DOCUMENT PASSAGE –

* start *

Because I wanted to do a decomposition of my data and since decompose or stl doesn't handle missing values, I extracted a period of my timeseries without missing values: Station <- 2

TMP <- which(!is.na(BaiMu[,2]))
Station <- BaiMu[min(TMP):max(TMP),c(1,Station)]
Station <- Station[23509:length(Station[,2]),]

Then I tried a simple forecast:

Station.ts <- ts(Station[,2], start=c(1,1+as.numeric(format(Station[1,1], "%H"))), 
frequency=24) 
require(forecast) 
plot(forecast(Station.ts, h=240))

plot of the forecast

The forecast obviously didn't work. What did I do wrong?

Next I tried an auto.arima forecast:

Station.arima <- auto.arima(Station.ts)
plot(forecast.Arima(Station.arima, h=240))

That took a very long time and then also didn't work. Is there any way to forecast hourly time series up to 2000 values in R? How can I estimate the missing temperature values with R using the values before the gap and after it?

I also have temperature data from loggers nearby. Maybe I could estimate the 2 seasons and the trend of both time series (missing-value-logger (A) and non-missing-value-logger nearby (B)), then find out the random component of the B in the time period of the missing values of A and then add the seasonal components and trend of A to the random component of B. I tried decompose(), first with the daily season, and then removed the seasonal components:

Station.dec <- decompose(Station.ts)$figure
Station.seas <- rep(Station.dec, 1+length(Station.ts)/24)[1:length(Station.ts)]
plot(decompose(ts(Station.ts-Station.seas, start=c(1,1+as.numeric(format(Station[1,1], "%H"))), frequency=365*24)))

* end *

EXERCISE – Could you reproduce, word for word, the part of the post on forecasting temperatures in R that opens with the words containing "plot(forecast(Station.ts, h=240))" and closes with "Station.arima <- auto.arima(Station.ts)"?

STORED ROWS –

* start *

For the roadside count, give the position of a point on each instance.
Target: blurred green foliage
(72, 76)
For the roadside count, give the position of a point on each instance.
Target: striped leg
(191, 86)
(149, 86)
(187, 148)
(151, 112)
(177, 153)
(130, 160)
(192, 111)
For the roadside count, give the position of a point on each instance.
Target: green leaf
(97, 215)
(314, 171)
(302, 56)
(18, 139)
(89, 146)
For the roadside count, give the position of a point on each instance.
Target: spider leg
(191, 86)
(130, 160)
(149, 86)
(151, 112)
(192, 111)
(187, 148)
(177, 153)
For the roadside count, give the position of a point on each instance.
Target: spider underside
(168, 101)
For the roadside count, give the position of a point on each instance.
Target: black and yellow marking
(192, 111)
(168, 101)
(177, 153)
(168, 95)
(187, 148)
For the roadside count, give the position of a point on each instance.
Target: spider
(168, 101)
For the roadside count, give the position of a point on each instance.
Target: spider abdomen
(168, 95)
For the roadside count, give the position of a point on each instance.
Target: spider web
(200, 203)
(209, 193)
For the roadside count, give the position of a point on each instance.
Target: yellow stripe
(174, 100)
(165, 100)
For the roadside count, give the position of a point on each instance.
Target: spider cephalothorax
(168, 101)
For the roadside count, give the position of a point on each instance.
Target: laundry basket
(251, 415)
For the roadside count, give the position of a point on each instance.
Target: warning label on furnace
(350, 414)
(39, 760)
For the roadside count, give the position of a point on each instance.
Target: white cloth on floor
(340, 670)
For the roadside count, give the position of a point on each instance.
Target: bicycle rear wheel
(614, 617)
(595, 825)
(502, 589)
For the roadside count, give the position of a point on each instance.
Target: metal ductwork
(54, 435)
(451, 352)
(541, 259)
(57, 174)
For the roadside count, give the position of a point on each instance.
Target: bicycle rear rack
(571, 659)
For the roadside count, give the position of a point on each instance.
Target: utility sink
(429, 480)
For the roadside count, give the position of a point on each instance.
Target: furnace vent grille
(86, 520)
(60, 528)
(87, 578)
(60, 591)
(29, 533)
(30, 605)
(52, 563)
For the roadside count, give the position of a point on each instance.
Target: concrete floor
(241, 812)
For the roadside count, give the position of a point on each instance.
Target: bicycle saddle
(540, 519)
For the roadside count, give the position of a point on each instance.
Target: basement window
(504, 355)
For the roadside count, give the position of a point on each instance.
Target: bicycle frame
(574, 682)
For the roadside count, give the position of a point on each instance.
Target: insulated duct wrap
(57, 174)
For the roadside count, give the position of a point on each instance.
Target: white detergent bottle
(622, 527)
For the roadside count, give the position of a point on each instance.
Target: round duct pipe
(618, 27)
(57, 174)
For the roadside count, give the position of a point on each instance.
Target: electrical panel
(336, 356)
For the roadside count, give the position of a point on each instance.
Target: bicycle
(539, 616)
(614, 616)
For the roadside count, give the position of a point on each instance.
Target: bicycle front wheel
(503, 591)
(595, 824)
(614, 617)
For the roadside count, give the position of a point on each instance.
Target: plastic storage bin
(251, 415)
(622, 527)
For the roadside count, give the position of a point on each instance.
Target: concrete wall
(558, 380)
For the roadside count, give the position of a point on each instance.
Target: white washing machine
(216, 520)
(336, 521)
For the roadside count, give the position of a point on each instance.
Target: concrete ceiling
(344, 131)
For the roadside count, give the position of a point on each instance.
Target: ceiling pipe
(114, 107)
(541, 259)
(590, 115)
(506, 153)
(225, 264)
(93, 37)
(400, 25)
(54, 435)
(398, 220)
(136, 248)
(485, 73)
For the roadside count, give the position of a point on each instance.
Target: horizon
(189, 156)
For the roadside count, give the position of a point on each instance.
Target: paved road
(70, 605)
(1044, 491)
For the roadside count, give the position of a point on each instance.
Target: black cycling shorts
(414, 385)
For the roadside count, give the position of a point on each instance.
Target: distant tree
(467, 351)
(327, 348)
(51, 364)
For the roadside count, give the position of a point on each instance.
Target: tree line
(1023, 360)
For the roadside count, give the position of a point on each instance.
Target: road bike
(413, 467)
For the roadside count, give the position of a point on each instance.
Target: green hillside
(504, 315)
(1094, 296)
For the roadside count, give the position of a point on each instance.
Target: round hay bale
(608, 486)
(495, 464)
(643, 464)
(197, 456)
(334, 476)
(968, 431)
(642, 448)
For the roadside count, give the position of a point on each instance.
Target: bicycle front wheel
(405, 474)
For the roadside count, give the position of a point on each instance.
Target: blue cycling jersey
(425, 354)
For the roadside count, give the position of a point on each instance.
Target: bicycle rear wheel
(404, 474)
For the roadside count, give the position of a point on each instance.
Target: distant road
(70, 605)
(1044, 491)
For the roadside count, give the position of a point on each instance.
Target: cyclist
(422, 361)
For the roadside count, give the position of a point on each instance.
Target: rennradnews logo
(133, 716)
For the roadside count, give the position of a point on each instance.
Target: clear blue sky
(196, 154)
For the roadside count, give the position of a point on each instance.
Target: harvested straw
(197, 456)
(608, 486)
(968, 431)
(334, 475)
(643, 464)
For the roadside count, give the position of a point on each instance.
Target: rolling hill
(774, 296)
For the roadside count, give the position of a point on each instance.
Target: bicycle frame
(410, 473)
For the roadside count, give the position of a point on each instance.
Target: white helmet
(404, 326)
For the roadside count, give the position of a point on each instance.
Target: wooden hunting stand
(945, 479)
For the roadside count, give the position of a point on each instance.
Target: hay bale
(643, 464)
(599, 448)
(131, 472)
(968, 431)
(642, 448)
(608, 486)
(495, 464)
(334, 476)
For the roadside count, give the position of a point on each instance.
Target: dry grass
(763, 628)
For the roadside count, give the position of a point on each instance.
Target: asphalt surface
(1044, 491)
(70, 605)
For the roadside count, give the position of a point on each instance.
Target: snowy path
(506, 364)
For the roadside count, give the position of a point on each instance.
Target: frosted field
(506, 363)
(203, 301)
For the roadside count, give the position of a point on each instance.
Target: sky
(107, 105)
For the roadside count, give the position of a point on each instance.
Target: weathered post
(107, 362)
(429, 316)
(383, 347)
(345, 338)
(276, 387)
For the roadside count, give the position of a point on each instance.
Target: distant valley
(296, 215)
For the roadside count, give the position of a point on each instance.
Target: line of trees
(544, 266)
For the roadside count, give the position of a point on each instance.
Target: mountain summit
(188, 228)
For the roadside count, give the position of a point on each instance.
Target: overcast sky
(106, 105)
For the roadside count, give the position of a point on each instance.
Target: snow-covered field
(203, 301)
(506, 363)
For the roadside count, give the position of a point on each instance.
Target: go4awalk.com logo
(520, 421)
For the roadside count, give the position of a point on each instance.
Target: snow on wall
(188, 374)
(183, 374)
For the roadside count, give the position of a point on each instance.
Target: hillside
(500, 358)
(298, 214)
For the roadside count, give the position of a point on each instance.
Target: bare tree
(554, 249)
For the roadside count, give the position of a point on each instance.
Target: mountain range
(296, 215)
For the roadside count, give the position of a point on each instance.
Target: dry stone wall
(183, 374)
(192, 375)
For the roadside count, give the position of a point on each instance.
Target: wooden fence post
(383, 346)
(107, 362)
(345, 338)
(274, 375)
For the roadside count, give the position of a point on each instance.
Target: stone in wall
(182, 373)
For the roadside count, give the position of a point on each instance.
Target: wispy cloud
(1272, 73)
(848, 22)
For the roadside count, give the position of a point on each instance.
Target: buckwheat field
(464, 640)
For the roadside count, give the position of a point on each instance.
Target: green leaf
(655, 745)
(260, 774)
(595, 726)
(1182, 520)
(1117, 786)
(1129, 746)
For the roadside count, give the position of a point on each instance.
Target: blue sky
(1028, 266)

* end *

EXERCISE RESULT –
plot(forecast(Station.ts, h=240))

plot of the forecast

The forecast obviously didn't work. What did I do wrong?

Next I tried an auto.arima forecast:

Station.arima <- auto.arima(Station.ts)